● **DOCUMENT EXCERPT**
In this archive are two files - `tweet.py` and `tweet.patch` - that require a
little explanation. I did not need the full functionality of [twython-tools](https://github.com/adversary-org/twython-tools),
and in fact, had a bit of a problem getting it working properly. Further, the
functionality I *did* want - posting an image to Twitter - was always
*interactive* when I wanted to enter the file on the command line.

So I (thank you Apache2 license) ripped out the authentication portions and
hardcoded them, ripped out all the interactive bits, and remade the Twython-tools
program `tweet-full.py` into `tweet.py`.

If you wish to see the difference, `tweet.patch` is included for you to verify
my changes to the code.

You must register a [Twitter application](https://apps.twitter.com) and get
**user** API codes and type them manually into `tweet.py`.

● **RECORD SET**

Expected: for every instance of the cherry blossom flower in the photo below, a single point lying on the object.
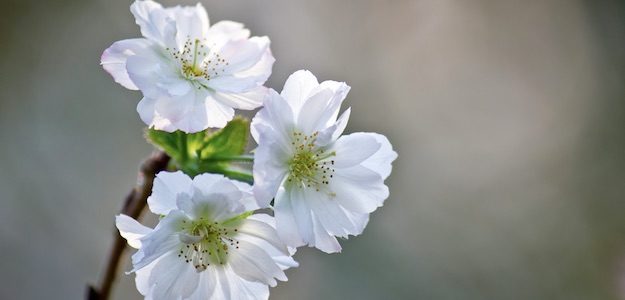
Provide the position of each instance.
(192, 75)
(324, 185)
(207, 244)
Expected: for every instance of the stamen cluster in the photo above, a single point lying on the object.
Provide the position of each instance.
(198, 60)
(215, 241)
(310, 166)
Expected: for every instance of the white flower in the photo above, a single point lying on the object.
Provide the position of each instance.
(324, 185)
(207, 245)
(191, 74)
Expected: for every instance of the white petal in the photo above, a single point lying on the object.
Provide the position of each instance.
(224, 31)
(380, 162)
(333, 132)
(142, 278)
(323, 240)
(263, 230)
(253, 264)
(206, 286)
(246, 100)
(243, 54)
(269, 170)
(244, 79)
(297, 88)
(353, 149)
(302, 215)
(247, 195)
(167, 186)
(153, 73)
(322, 106)
(285, 220)
(233, 287)
(173, 278)
(216, 197)
(131, 230)
(330, 214)
(162, 240)
(209, 184)
(156, 24)
(217, 114)
(191, 22)
(358, 189)
(114, 59)
(277, 118)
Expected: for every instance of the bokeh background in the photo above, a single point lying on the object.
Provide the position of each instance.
(508, 116)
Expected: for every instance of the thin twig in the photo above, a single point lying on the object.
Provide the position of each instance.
(134, 204)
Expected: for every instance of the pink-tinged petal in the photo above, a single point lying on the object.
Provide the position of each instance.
(114, 59)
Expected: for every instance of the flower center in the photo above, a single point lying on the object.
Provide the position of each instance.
(198, 60)
(310, 166)
(206, 242)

● **WORK TO DO**
1. According to the tweet.py notes, which twython-tools program was remade into tweet.py?
2. Carry the tweet.py notes forward, starting right after their final sentence.

● **EXPECTED RESPONSES**
1. The program `tweet-full.py` was remade into `tweet.py`.

2.
`APP_KEY = ""`
`APP_SECRET = ""`
`OAUTH_TOKEN = ""`
`OAUTH_TOKEN_SECRET = ""`

Place the location of the binary into `agaetr.ini`.

## 6. Feeds Setup

Information about your feeds goes into `agaetr.ini`. Each feed is marked by a
header line `[Feed#]` with a different number for each feed.

If a feed is being preprocessed (see below) or you have the RSS as an
XML file, you can put the filename directly into `agaetr.ini`. The options
are explained in [Feed Options](#8-feed-options) below.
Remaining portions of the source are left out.